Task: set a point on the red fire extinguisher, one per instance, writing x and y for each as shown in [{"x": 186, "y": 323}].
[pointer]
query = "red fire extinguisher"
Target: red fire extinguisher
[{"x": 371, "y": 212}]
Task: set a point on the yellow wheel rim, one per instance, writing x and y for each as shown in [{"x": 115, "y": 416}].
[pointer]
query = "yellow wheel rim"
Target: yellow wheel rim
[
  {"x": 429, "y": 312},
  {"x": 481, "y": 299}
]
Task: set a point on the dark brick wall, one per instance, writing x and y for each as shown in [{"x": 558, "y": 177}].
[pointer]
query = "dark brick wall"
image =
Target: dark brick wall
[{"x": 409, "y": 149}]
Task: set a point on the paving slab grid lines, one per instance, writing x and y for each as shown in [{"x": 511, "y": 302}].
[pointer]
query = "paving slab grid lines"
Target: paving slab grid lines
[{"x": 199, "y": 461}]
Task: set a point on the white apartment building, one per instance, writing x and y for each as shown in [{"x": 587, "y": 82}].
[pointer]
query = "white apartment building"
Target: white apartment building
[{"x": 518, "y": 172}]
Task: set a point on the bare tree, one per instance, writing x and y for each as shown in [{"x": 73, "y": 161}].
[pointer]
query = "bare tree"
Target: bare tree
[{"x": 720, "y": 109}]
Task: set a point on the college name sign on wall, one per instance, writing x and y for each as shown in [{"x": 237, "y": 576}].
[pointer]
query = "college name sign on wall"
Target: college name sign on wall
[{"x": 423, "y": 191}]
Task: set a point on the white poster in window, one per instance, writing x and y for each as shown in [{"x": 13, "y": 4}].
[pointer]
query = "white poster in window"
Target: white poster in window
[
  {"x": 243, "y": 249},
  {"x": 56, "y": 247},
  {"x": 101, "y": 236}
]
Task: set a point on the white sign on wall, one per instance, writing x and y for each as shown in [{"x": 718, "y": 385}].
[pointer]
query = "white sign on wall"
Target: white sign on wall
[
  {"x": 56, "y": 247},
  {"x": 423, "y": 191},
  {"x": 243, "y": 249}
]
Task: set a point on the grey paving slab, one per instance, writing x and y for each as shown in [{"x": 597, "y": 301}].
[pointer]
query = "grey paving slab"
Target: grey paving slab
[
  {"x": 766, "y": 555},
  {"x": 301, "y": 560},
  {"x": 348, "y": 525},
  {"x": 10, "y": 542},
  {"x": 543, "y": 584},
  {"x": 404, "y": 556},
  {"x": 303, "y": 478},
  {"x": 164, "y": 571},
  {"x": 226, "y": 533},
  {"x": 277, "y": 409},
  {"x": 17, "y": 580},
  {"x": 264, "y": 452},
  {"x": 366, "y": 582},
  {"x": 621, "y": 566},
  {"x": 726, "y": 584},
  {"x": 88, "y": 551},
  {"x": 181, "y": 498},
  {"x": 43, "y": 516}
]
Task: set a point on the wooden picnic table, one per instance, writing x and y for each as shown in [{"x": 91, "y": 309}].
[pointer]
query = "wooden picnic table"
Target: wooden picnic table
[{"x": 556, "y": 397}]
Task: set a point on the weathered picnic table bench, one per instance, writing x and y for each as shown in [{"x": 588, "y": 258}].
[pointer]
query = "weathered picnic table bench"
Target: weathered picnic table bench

» **Task objective**: Reproduce each line of the records above as a numbered list, omitting any blank lines.

» **Final answer**:
1. Task: set a point on the red fire extinguisher, one per instance, writing x and y for each as shown in [{"x": 186, "y": 323}].
2. [pointer]
3. query = "red fire extinguisher"
4. Target: red fire extinguisher
5. [{"x": 371, "y": 212}]
6. Task: set a point on the yellow wheel rim, one per instance, writing x and y for each as shown in [{"x": 115, "y": 416}].
7. [pointer]
8. query = "yellow wheel rim"
9. Target: yellow wheel rim
10. [
11.   {"x": 429, "y": 312},
12.   {"x": 481, "y": 299}
13. ]
14. Task: set a point on the dark brick wall, one per instance, writing x and y for each as shown in [{"x": 558, "y": 177}].
15. [pointer]
16. query = "dark brick wall"
17. image =
18. Target: dark brick wall
19. [{"x": 409, "y": 149}]
20. Task: set a point on the paving slab grid lines, one per instance, writing x and y for each as shown in [{"x": 511, "y": 302}].
21. [pointer]
22. query = "paving slab grid lines"
23. Target: paving slab grid lines
24. [{"x": 199, "y": 461}]
25. Task: set a point on the white apartment building, one per instance, writing x and y for each as shown in [{"x": 587, "y": 82}].
26. [pointer]
27. query = "white apartment building"
28. Target: white apartment building
29. [{"x": 518, "y": 172}]
30. Task: set a point on the bare tree, one per instance, writing x and y for each as shown in [{"x": 73, "y": 161}].
31. [pointer]
32. query = "bare tree"
33. Target: bare tree
34. [{"x": 720, "y": 109}]
35. Task: set a point on the college name sign on wall, one per instance, writing x and y for each as shown in [{"x": 237, "y": 576}].
36. [pointer]
37. query = "college name sign on wall"
38. Target: college name sign on wall
39. [{"x": 423, "y": 191}]
40. Task: set a point on the white poster in window, one per instance, writing x and y for each as shown in [{"x": 13, "y": 4}].
41. [pointer]
42. query = "white poster in window"
43. Target: white poster in window
44. [
45.   {"x": 243, "y": 249},
46.   {"x": 56, "y": 247},
47.   {"x": 101, "y": 236}
48. ]
49. Task: set a point on the white sign on wall, one per instance, writing x and y for each as shown in [{"x": 718, "y": 385}].
50. [pointer]
51. query = "white sign on wall"
52. Target: white sign on wall
53. [
54.   {"x": 56, "y": 247},
55.   {"x": 423, "y": 191},
56.   {"x": 243, "y": 249}
57. ]
58. Task: set a point on the grey paving slab, one per instance, writing x and y for each as shown in [{"x": 597, "y": 301}].
59. [pointer]
60. query = "grey paving slab"
61. Target: grey paving slab
62. [
63.   {"x": 766, "y": 555},
64.   {"x": 301, "y": 560},
65.   {"x": 348, "y": 525},
66.   {"x": 10, "y": 542},
67.   {"x": 543, "y": 584},
68.   {"x": 404, "y": 556},
69.   {"x": 303, "y": 478},
70.   {"x": 164, "y": 571},
71.   {"x": 226, "y": 533},
72.   {"x": 277, "y": 409},
73.   {"x": 17, "y": 580},
74.   {"x": 264, "y": 452},
75.   {"x": 366, "y": 582},
76.   {"x": 621, "y": 566},
77.   {"x": 726, "y": 584},
78.   {"x": 88, "y": 551},
79.   {"x": 181, "y": 498},
80.   {"x": 43, "y": 516}
81. ]
82. Task: set a point on the wooden picnic table, one per instance, writing x and y for each as shown in [{"x": 91, "y": 309}].
83. [pointer]
84. query = "wooden picnic table"
85. Target: wooden picnic table
86. [{"x": 556, "y": 397}]
87. Task: set a point on the weathered picnic table bench, one per instance, writing x and y for each as shown in [{"x": 588, "y": 258}].
88. [pointer]
89. query = "weathered picnic table bench"
90. Target: weathered picnic table bench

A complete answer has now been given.